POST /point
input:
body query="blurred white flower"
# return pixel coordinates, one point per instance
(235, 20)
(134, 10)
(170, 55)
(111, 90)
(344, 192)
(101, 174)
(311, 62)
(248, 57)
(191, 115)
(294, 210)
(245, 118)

- [Problem details]:
Retype the entire listing without altering anything.

- [Task response]:
POST /point
input:
body query="blurred white flower"
# return pixel coordinates, one point per instance
(235, 20)
(134, 10)
(170, 55)
(111, 90)
(344, 192)
(101, 174)
(311, 62)
(248, 57)
(191, 115)
(294, 210)
(245, 118)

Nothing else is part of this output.